**TASK TO COMPLETE**
Add 112 to each bounding box coordinate in the data below, starting at the line containing "Our client would like the bounding box for the wrist" and ending at the line containing "267,240,306,298". Write out every line of that span in full with the new values.

**SUPPLIED ENTRIES**
▬▬▬▬▬▬▬▬▬▬
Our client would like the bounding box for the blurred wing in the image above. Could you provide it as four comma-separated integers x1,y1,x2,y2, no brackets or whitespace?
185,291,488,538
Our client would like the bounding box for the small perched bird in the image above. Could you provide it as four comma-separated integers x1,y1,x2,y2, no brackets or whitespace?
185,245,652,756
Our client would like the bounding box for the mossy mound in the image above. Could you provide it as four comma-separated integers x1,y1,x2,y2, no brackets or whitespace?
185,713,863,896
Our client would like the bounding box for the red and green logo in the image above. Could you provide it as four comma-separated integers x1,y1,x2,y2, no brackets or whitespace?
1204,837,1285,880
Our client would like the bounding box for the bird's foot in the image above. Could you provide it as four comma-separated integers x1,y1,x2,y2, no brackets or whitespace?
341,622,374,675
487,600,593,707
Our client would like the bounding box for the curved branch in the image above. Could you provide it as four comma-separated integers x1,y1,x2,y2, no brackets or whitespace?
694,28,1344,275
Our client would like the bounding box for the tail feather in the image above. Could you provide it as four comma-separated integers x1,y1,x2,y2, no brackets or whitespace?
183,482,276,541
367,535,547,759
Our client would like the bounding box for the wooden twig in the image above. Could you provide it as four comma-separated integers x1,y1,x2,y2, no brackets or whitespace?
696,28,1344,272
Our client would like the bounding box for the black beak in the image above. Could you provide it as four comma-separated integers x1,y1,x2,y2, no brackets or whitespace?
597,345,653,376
▬▬▬▬▬▬▬▬▬▬
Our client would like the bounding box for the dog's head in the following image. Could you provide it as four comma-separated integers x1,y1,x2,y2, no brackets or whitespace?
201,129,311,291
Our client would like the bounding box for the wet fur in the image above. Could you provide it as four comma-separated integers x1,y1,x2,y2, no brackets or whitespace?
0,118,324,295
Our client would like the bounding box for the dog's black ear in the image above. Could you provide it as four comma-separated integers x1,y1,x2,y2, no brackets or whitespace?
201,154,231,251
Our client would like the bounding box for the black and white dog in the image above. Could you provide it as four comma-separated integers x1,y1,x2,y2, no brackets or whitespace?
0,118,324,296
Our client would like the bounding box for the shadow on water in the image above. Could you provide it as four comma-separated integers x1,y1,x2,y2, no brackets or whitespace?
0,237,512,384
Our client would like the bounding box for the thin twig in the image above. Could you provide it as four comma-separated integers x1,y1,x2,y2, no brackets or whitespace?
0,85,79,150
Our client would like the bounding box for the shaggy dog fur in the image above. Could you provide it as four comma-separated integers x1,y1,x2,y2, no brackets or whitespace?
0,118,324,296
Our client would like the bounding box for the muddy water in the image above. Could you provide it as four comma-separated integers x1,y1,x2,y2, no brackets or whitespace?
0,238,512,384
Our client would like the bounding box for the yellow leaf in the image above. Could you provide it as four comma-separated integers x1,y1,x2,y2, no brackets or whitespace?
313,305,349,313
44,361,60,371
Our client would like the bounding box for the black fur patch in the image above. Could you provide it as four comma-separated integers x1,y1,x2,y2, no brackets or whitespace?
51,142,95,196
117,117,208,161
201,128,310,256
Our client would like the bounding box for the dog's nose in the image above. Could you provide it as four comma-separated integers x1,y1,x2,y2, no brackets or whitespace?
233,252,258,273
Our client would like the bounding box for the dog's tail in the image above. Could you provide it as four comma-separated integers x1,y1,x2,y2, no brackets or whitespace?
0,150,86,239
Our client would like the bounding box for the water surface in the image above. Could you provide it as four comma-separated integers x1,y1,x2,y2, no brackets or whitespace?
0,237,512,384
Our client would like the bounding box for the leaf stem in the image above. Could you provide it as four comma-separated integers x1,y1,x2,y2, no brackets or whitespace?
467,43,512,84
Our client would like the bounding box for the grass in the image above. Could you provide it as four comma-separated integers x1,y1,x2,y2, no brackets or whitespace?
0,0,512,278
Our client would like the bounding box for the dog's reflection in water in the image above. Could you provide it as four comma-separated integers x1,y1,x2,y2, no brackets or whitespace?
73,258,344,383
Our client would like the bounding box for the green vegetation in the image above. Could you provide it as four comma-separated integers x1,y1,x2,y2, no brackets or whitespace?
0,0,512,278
▬▬▬▬▬▬▬▬▬▬
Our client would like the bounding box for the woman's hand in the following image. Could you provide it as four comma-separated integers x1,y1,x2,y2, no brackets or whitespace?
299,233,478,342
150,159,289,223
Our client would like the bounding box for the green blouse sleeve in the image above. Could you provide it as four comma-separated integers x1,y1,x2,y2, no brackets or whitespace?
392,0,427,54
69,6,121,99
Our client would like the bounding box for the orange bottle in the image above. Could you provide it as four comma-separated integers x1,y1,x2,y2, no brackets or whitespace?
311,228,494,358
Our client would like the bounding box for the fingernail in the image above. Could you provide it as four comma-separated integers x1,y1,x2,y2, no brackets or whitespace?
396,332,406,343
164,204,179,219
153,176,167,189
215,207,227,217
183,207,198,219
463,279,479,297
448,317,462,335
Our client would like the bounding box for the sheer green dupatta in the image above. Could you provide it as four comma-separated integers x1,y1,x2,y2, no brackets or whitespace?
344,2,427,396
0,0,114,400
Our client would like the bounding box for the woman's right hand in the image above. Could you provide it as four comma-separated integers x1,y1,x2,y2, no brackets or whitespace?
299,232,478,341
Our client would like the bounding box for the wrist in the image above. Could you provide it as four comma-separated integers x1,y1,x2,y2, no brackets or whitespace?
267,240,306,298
▬▬▬▬▬▬▬▬▬▬
**RESULT FOR THIS TASK**
Our client would like the bounding box for the wrist in the image above. Could you provide it as four comma-separated integers x1,y1,x2,y2, no brackets or whitespace?
379,352,418,410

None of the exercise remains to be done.